Provided passage »

QE Infinity: Money Supply Grew at Record Rate in April
The money supply growth rate surged to an all-time high in April as the Federal Reserve created cash at an unprecedented rate through quantitative easing and other money-creating monetary policies.
According to Ryan McMaken at the Mises Institute, the only time the Fed has come close to this level of money creation was in the 1970s – the era of stagflation.
It was expected that money supply growth would surge in recent months. This usually happens in the wake of the early months of a recession or financial crisis. The magnitude of the growth rate, however, was unexpected.”
The year-over-year money supply growth in April came in at 21.3% based on TMS*. That nearly doubled March’s healthy 11.3% expansion. To put it into historical context, the percent growth in April 2019 was 1.94%. The M2 growth rate also increased to historic highs last month, with an 18.01% surge. That compares to March’s growth rate of 10.95%. M2 grew 4.0% in April 2020.
There’s no sign that this growth in the money supply will slow anytime soon. The Federal Reserve’s balance sheet swelled by another $212.8 billion to $6.934 trillion last week, as money supply surged another $198.6 billion. To put that into perspective, when the Fed did QE3 during the great recession, it was expanding the balance sheet by $80 billion a month. We just did over $212 billion in one week. The highest the Fed balance sheet got during the last crisis was $4.5 trillion. We’re now approaching $7 trillion with no end of QE in sight. This is inflation on an unprecedented scale.
I have been arguing that the economy was already in trouble before coronavirus as evidence by three rate cuts in 2019, the fact that the Fed was running repo operations to stabilize the financial markets, and the fact that the central bank had already launched quantitative easing before the COVID-19 pandemic. McMaken said changes in the money supply and looking at the historic relationship between M2 and TMS also reveal the US economy was likely primed for a recession pre-corona.

Activity A »
List every dollar amount that appears in the article on April's record money supply growth.
Activity B »
Write the next paragraph of the article on April's record money supply growth, picking up after its final sentence.

(Data items)
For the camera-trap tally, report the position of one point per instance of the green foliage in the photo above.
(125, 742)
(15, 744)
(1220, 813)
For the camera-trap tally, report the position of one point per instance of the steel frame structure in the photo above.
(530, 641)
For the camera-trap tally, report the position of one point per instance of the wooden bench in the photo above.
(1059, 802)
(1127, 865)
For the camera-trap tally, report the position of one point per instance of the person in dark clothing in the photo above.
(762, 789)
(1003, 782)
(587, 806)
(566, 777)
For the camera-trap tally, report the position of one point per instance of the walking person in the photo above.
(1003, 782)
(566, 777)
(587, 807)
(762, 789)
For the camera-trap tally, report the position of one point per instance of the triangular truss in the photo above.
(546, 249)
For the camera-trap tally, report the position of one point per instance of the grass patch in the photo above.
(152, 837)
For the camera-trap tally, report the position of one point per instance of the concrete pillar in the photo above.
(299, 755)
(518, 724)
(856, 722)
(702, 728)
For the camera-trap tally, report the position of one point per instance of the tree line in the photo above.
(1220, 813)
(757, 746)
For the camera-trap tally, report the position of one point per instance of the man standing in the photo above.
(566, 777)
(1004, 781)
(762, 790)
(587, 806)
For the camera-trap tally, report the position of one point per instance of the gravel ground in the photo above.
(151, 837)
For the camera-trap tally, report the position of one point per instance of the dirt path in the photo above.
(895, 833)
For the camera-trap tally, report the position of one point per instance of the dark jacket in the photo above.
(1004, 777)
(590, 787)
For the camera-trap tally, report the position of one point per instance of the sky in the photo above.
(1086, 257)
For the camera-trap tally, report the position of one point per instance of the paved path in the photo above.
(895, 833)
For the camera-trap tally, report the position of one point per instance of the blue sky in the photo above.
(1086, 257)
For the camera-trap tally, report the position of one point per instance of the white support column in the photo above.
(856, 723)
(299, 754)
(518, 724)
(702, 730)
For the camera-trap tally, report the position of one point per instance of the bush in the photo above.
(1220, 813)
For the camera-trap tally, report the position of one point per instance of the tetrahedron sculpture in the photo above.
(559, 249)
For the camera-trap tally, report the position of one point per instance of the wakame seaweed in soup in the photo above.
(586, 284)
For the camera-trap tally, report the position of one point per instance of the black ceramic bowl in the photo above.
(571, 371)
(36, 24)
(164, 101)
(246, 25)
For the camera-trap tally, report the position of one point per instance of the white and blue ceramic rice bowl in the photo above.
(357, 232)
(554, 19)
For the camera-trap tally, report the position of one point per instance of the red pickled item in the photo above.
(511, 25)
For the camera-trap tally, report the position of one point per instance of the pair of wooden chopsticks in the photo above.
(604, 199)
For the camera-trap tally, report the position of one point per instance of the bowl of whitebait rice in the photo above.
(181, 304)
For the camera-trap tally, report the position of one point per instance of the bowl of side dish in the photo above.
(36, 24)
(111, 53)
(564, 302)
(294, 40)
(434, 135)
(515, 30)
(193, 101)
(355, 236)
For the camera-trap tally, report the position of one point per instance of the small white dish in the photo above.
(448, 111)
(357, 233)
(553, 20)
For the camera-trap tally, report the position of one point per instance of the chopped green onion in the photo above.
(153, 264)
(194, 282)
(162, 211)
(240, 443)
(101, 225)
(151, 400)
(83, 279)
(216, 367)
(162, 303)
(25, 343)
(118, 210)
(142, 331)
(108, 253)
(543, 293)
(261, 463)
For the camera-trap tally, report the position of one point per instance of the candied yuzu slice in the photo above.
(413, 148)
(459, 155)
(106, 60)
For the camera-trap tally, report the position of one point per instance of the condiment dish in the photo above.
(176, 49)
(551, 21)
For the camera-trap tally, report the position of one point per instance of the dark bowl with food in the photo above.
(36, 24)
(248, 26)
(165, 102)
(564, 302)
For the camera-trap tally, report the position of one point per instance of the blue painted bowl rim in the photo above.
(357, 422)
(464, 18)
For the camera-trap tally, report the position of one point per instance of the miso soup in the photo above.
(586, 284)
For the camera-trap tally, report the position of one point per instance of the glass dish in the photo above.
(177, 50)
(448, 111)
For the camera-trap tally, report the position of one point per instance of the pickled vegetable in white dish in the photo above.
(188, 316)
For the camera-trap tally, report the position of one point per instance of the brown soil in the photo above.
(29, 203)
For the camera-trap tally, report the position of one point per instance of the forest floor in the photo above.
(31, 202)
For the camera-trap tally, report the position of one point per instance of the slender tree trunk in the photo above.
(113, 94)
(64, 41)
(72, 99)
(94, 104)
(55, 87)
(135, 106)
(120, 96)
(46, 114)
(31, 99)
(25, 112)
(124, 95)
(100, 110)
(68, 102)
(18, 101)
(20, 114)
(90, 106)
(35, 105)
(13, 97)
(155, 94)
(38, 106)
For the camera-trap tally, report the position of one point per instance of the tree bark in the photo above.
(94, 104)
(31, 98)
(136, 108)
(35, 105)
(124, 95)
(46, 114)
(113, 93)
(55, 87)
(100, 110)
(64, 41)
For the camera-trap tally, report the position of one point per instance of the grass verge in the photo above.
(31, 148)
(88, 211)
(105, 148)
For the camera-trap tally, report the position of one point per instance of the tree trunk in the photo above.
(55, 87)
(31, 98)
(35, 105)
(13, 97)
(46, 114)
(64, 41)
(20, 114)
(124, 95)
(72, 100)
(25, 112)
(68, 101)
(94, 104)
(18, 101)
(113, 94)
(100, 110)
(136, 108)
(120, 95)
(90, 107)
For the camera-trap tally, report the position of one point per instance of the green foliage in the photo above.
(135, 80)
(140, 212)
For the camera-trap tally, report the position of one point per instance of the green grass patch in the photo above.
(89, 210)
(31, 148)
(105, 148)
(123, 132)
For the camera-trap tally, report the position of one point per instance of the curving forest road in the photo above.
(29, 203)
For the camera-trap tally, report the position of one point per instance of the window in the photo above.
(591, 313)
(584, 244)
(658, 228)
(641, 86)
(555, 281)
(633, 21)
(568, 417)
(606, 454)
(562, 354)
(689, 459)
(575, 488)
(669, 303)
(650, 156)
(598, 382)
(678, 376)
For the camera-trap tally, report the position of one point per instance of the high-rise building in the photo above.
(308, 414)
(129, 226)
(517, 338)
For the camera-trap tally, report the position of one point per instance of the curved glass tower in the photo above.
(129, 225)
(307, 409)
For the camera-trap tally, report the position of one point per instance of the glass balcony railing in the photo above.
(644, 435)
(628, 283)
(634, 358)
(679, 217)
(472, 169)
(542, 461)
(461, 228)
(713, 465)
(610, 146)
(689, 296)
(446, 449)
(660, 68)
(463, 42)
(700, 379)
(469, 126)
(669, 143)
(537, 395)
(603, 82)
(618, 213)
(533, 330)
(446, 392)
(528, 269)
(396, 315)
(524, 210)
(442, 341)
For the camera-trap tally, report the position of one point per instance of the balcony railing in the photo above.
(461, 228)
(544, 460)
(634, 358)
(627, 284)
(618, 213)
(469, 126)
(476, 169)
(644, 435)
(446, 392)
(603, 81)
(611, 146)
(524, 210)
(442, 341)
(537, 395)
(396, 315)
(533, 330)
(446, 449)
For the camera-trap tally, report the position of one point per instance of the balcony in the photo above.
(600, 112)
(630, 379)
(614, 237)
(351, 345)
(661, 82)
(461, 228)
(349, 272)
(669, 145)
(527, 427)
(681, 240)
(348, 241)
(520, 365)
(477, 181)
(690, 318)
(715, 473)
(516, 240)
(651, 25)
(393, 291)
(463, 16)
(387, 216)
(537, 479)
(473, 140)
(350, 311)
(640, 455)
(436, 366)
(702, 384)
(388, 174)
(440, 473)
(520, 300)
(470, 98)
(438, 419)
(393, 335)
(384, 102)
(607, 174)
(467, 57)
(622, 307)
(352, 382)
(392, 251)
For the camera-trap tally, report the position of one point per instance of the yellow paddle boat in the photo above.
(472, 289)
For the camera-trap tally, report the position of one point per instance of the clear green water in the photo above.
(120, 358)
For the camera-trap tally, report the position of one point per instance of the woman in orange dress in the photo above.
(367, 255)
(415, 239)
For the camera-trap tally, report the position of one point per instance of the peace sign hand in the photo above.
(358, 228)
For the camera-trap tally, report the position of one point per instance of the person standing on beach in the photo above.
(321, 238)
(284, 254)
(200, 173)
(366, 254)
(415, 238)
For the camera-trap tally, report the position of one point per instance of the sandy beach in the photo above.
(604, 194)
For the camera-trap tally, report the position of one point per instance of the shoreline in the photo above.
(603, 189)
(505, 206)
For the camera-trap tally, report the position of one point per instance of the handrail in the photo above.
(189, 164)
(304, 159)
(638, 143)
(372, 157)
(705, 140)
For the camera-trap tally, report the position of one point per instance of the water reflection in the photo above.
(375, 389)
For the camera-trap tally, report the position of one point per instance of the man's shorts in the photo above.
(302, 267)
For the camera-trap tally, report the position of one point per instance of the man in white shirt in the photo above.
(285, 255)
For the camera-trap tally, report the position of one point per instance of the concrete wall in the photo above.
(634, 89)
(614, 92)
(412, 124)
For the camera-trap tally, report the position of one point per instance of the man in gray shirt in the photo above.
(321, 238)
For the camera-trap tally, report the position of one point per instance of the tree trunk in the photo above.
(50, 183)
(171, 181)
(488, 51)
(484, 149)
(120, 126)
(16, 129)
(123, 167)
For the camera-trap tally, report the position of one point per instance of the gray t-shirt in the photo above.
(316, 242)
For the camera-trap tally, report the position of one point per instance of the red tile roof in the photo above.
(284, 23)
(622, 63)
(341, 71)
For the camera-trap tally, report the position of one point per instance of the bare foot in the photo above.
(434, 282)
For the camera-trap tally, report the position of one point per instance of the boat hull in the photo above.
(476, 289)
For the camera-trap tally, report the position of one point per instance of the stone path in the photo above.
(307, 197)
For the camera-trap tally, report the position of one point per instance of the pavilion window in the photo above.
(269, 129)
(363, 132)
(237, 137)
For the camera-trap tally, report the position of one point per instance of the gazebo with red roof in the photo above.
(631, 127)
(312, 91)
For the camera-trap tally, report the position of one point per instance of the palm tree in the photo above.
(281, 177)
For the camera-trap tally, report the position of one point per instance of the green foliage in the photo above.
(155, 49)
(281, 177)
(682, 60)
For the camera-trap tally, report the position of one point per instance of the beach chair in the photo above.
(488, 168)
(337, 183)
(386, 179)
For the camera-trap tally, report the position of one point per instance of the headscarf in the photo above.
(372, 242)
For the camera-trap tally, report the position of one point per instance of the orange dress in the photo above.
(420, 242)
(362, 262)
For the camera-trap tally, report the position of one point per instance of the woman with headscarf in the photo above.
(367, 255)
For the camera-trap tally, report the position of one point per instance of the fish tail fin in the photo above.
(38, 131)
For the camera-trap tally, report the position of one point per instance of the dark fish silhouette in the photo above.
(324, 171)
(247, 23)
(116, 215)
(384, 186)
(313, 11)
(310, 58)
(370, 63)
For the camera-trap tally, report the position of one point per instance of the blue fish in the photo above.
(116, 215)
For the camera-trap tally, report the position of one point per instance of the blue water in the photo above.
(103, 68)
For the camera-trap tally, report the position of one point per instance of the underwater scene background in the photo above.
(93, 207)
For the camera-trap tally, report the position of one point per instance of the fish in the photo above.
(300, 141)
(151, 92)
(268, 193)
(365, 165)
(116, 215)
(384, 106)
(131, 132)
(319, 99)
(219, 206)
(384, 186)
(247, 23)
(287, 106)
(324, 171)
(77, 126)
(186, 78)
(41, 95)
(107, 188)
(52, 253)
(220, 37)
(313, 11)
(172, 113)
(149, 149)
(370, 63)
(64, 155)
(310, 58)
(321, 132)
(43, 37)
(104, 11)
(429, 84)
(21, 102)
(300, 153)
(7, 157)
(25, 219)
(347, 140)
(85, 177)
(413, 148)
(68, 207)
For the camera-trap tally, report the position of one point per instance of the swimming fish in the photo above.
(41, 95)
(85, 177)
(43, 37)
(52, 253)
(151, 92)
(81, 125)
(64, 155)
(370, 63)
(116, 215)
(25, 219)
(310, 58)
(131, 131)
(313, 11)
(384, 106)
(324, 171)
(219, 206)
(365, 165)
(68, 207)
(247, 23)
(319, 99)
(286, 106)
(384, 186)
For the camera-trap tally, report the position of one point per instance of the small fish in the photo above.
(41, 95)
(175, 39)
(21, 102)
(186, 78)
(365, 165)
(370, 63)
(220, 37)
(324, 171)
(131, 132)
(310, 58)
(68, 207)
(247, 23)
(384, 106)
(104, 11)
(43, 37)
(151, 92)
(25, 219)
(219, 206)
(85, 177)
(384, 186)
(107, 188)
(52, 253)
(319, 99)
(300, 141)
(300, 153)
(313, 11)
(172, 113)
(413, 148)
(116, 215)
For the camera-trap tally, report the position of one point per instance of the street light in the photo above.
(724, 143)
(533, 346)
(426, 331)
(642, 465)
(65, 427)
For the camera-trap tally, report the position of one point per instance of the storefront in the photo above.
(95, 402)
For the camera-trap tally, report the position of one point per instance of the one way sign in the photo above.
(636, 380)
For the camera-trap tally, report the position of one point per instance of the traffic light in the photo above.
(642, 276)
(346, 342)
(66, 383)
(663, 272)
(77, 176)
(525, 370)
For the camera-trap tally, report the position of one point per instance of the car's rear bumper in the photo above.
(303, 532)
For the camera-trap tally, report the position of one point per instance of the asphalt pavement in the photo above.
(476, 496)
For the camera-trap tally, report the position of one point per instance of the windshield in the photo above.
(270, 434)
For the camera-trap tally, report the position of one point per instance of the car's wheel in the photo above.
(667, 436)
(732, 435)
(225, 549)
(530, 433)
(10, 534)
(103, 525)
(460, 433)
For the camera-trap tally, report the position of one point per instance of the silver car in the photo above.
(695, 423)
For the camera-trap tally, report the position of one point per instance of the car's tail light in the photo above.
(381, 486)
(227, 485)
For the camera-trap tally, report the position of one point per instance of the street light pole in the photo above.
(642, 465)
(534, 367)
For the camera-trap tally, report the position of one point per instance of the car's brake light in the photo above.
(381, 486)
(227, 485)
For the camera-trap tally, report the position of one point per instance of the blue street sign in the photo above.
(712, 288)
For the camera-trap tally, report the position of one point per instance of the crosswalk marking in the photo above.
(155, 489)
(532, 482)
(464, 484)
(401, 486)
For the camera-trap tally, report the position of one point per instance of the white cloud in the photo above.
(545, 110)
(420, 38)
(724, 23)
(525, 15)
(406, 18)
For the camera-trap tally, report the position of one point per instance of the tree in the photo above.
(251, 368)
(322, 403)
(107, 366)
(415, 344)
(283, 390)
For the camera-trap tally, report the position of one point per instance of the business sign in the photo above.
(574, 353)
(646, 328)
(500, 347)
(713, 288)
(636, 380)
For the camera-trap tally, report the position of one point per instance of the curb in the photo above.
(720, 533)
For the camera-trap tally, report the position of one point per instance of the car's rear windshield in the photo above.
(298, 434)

Answer space A »
$212.8 billion, $6.934 trillion, $198.6 billion, $80 billion, $212 billion, $4.5 trillion, $7 trillion

Answer space B »
Money supply growth can often be a helpful measure of economic activity. During periods of economic boom, money supply tends to grow quickly as banks make more loans. Recessions, on the other hand, tend to be preceded by periods of slowdown in rates of money supply growth. However, money supply growth tends to grow out of its low-growth trough well before the onset of recession. As recession nears, the TMS growth rate climbs and becomes larger than the M2 growth rate. This occurred in the early months of the 2002 and the 2009 crises. February 2020 was the first month since late 2008 that the TMS growth rate climbed higher than the M2 growth rate. The TMS growth rate again exceeded M2 in March and April 2020. As of mid-April 2020, it does appear that the decline in money supply growth has again preceded a recession. While some observers will likely claim that the current economic crisis is a result solely of the COVID-19 panic and resulting government-forced shutdowns, several indicators do suggests that the economy was primed for a recession. The decline in TMS is one, as is the late 2019 liquidity crisis in the repo markets. The Fed’s moves to drop interest rates and to once again grow its balance sheet speaks to the weakness of the economy leading up to April 2020.”
Yes, the coronavirus government shutdowns created unprecedented disruptions in the economy. That’s not debatable. But that economy was rotten to the core before the pandemic due to the very policies the Federal Reserve and the US government ramped up in order to save the economy. It was a great, big, fat, ugly bubble blown up by debt. Powell’s prescription is not going to save the economy. At best, it will save the bubble – for a little while longer.
During a recent podcast, Peter Schiff said that all of the people who think this can go on forever are in for a rude awakening. Things that can’t go on forever don’t.
Just because we’ve gotten away with it for this long doesn’t mean we’re going to get away with it forever. … I think we’re very, very close to a major collapse of the dollar, a major breakout in the price of gold, to a breakdown in the bond market. And it isn’t going to happen overnight. It’s going to sneak up on people when they least expect it. … It’s not a crisis until it becomes a crisis. And then it becomes a crisis very, very quickly.”
* The money supply metric used by McMaken—the “true” or Rothbard-Salerno money supply measure (TMS)—is the metric developed by Murray Rothbard and Joseph Salerno, and is designed to provide a better measure of money supply fluctuations than M2. This measure of the money supply differs from M2 in that it includes Treasury deposits at the Fed (and excludes short-time deposits, traveler’s checks, and retail money funds).